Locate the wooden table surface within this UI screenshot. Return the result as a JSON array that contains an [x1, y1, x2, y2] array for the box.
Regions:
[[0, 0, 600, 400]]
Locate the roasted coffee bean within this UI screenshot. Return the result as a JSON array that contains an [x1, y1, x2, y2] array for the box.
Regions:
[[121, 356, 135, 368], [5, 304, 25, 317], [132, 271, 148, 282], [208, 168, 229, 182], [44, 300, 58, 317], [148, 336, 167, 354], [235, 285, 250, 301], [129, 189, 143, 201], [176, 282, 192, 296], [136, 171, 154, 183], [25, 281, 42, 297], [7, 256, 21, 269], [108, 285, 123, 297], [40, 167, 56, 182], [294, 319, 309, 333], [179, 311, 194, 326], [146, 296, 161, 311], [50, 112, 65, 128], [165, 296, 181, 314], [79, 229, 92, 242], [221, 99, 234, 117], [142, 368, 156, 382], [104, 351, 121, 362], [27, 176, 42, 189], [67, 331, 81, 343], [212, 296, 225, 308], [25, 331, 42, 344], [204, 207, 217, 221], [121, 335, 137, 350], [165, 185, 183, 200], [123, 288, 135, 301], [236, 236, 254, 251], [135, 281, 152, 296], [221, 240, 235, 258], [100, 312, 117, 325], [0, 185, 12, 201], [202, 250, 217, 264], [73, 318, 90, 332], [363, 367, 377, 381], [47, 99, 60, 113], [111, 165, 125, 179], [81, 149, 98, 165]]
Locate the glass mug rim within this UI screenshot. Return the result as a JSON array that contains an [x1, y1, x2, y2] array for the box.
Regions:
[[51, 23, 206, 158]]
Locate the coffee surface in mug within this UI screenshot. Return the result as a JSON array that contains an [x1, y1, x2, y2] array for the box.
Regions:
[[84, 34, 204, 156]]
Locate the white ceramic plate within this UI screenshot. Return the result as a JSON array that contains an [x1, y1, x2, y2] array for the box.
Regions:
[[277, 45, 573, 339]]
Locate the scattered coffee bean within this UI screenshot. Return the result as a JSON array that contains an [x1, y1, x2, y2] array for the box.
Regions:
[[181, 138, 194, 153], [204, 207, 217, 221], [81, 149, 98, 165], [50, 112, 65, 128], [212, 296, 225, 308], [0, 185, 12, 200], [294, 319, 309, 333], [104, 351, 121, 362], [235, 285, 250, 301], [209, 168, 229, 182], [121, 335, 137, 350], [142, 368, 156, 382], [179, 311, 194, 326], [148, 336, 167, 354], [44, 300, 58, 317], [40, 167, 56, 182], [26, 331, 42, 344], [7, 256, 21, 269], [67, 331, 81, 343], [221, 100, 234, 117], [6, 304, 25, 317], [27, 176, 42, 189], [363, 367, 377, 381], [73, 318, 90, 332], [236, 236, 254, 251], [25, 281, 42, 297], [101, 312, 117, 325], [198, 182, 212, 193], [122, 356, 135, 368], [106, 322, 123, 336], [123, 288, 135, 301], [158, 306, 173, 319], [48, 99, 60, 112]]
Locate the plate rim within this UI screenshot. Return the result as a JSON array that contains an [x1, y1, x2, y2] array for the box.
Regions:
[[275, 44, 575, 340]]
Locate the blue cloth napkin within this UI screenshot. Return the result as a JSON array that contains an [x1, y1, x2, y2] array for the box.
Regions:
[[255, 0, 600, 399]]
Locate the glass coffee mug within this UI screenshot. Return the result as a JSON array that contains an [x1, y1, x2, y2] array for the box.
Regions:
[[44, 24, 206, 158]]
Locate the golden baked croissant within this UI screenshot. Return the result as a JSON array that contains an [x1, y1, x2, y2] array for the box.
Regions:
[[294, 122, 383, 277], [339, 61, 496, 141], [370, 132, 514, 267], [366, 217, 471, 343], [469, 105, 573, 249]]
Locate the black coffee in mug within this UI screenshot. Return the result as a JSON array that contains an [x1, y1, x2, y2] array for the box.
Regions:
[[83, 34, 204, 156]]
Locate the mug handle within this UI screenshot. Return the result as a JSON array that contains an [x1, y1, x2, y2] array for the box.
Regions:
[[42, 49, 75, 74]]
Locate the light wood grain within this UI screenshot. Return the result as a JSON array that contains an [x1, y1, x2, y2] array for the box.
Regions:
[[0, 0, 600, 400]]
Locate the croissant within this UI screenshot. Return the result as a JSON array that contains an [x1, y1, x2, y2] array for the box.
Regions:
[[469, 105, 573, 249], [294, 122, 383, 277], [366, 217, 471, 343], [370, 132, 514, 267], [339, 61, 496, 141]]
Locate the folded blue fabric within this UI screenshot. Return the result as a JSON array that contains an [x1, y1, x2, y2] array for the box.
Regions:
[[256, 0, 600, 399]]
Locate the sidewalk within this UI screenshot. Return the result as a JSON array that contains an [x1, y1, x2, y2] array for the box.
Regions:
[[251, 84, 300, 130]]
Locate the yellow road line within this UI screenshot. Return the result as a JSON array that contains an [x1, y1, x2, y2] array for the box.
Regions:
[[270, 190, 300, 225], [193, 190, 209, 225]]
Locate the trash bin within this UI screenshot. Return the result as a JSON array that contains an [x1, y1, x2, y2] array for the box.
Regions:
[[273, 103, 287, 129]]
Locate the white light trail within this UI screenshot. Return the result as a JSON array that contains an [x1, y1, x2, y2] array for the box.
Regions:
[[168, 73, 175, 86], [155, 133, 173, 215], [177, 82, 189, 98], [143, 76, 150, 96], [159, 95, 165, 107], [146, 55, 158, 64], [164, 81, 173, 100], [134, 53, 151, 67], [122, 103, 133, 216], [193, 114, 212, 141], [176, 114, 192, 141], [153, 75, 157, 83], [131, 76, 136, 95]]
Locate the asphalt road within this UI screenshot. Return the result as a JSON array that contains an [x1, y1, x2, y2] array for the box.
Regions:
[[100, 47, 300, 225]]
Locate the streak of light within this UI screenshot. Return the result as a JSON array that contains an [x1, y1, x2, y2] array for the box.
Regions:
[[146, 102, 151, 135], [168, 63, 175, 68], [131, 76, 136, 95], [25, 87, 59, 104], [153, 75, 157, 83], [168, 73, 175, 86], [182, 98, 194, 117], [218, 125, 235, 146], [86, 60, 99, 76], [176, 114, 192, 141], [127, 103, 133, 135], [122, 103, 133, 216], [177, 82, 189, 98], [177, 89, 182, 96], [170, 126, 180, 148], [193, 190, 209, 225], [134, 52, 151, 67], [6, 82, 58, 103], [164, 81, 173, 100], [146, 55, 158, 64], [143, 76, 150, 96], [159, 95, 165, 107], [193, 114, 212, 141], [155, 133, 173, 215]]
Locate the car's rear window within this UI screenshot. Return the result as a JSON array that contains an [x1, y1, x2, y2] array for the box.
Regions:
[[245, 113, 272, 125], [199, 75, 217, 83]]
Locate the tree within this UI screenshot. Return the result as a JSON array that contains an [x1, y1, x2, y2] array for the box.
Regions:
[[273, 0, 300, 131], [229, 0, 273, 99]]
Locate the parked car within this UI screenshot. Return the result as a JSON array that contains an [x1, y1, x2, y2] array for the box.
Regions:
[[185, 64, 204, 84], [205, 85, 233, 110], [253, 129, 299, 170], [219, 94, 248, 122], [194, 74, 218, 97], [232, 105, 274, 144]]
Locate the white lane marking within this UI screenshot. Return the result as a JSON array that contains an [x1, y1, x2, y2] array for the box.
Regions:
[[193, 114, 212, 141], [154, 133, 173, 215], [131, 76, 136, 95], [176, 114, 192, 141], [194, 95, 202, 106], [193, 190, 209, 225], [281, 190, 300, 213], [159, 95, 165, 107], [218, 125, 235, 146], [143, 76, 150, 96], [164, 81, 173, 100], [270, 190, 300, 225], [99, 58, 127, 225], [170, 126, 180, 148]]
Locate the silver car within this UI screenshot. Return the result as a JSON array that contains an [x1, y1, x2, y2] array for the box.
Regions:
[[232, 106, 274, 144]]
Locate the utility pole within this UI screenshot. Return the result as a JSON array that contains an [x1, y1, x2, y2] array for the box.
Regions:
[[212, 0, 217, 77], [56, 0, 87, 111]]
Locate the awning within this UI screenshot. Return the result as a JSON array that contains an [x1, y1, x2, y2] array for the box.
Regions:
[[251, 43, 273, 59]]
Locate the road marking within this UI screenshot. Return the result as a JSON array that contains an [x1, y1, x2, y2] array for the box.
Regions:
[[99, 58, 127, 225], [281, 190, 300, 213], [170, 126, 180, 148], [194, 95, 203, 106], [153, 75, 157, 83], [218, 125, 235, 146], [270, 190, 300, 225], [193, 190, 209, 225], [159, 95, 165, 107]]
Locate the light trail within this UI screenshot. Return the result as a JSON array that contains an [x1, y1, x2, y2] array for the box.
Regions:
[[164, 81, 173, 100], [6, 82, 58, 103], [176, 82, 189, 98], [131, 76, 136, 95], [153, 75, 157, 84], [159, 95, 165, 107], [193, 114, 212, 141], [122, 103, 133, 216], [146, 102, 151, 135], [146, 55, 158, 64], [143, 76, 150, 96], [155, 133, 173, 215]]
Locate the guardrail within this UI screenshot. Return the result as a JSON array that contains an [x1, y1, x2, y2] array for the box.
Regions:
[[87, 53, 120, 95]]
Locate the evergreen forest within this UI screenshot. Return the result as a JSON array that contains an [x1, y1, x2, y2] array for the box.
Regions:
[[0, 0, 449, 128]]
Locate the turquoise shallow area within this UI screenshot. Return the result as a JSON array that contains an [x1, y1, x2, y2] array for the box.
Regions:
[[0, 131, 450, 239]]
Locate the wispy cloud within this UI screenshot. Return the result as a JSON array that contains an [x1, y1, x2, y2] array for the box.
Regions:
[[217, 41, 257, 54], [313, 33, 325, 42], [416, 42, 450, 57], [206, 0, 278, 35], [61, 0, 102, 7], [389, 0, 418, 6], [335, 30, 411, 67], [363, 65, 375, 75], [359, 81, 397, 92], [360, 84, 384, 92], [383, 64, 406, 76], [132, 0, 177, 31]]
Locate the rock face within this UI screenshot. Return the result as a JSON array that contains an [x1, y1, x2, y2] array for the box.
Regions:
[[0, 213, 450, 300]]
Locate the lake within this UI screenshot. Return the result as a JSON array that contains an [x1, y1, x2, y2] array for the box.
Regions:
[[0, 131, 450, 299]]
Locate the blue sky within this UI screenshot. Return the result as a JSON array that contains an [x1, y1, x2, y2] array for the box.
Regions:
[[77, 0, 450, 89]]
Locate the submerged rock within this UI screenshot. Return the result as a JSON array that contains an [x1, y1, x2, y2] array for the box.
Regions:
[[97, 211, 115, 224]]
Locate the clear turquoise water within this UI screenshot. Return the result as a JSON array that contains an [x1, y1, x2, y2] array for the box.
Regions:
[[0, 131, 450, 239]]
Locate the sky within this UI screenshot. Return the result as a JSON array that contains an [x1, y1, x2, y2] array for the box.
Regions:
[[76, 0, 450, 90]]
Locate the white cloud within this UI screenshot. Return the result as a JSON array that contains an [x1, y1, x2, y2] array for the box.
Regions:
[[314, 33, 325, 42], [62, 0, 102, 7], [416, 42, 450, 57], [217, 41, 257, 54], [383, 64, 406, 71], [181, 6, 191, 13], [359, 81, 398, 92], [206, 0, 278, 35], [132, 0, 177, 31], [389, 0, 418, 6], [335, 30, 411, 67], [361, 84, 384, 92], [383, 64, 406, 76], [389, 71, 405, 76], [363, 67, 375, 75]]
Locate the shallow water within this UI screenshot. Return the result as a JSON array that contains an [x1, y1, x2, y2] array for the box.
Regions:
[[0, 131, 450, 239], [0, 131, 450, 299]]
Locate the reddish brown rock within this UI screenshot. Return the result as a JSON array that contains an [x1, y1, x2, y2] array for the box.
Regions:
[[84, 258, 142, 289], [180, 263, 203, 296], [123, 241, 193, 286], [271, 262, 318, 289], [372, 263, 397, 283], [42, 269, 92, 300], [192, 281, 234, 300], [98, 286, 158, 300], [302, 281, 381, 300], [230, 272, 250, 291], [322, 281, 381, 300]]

=-=-=

* **DIRECTIONS FOR THIS TASK**
Transcribe without alteration the lines of the listing, starting with the line containing "Locate the yellow" and continuing through the line containing "105, 274, 144]]".

* **TASK SOLUTION**
Locate the yellow road line within this UI screenshot. Return the result as a JSON array that contains an [x1, y1, x2, y2] array for the box.
Regions:
[[270, 190, 300, 225], [193, 190, 209, 225]]
Locate the trash bin within this UI screenshot. Return the result as a JSON array that contains an [x1, y1, x2, y2] array for the box.
Regions:
[[273, 103, 287, 129]]
Locate the white light trail within this UI screenshot. Return the result as a JSON array that contains an [x1, y1, x2, y2] array for the box.
Regions:
[[168, 73, 175, 86], [155, 133, 173, 215], [177, 82, 189, 98], [143, 76, 150, 96], [159, 95, 165, 107], [146, 55, 158, 64], [164, 81, 173, 100], [134, 53, 151, 67], [122, 103, 133, 216], [193, 114, 212, 141], [176, 114, 192, 141], [153, 75, 157, 83], [131, 76, 136, 95]]
Locate the asphalt road within this UI screenshot. Return the result as a JSON array that contains an [x1, y1, x2, y2] array for the box.
Regions:
[[100, 47, 300, 225]]
Locate the streak of light within this UI screenshot. Return the result as a JSON array that contains an [x1, y1, x2, y2] array for the box.
Regions:
[[146, 102, 151, 135], [168, 63, 175, 68], [131, 76, 136, 95], [25, 87, 59, 104], [153, 75, 157, 83], [168, 73, 175, 86], [182, 98, 194, 117], [218, 125, 235, 146], [86, 60, 99, 76], [176, 114, 192, 141], [127, 103, 133, 135], [122, 103, 133, 216], [177, 82, 189, 98], [177, 89, 182, 96], [170, 126, 180, 148], [193, 190, 209, 225], [134, 52, 151, 67], [6, 82, 58, 103], [164, 81, 173, 100], [146, 55, 158, 64], [143, 76, 150, 96], [159, 95, 165, 107], [193, 114, 212, 141], [155, 133, 173, 215]]
Locate the car's rear window within this UI screenshot. Return the result as a JSON array that contains an [x1, y1, x2, y2] array for the box.
Regions:
[[245, 113, 272, 125], [199, 75, 217, 83]]
Locate the tree within this UI screenshot. Return the result as a JSON array that contains an [x1, y1, x2, y2] array for the box.
Regions:
[[273, 0, 300, 131], [229, 0, 273, 99]]
Locate the parked car within this UI screenshot. Return the result as a JSON array that contains an [x1, y1, x2, y2] array for the box.
Regions:
[[185, 64, 204, 84], [205, 85, 233, 110], [253, 129, 299, 170], [219, 94, 248, 122], [194, 74, 218, 97], [232, 105, 274, 144]]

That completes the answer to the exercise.